* TASK OBJECTIVE *
Please pick out every line in the rows below that contains the word "mounting", and copy each one.

[Location identification items]
►

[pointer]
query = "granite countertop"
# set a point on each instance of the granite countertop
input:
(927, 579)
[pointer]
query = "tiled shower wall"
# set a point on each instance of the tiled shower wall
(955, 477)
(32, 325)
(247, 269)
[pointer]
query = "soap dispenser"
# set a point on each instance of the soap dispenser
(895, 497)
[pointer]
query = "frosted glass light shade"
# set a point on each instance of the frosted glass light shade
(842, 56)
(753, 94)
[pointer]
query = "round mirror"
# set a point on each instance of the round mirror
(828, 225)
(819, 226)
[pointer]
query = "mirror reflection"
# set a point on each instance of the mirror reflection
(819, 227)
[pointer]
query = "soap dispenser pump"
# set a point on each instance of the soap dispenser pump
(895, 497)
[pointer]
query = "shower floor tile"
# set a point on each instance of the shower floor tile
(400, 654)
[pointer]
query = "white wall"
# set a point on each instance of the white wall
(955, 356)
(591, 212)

◄
►

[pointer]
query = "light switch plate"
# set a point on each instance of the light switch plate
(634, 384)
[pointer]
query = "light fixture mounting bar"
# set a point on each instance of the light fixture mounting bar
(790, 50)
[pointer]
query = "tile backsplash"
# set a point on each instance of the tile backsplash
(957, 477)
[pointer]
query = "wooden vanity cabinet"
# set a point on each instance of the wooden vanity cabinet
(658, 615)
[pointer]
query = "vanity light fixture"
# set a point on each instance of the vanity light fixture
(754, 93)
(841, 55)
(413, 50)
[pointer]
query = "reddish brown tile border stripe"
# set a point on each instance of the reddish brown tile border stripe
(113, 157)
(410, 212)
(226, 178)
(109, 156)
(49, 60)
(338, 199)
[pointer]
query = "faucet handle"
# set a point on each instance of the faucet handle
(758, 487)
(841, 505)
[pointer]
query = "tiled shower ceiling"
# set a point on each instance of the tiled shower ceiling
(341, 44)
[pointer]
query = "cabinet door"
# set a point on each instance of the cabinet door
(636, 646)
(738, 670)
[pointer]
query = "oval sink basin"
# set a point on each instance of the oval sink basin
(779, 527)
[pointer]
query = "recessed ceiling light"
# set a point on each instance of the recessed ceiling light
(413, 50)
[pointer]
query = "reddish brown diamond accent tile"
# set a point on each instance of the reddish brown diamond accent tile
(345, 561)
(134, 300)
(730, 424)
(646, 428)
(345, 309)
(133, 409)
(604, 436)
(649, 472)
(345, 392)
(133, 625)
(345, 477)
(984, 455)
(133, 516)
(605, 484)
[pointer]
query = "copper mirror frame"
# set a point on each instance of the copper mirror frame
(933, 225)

◄

* PROBLEM SOLUTION *
query = "light fixture mounting bar"
# set a point on each instance of the light fixture mounting bar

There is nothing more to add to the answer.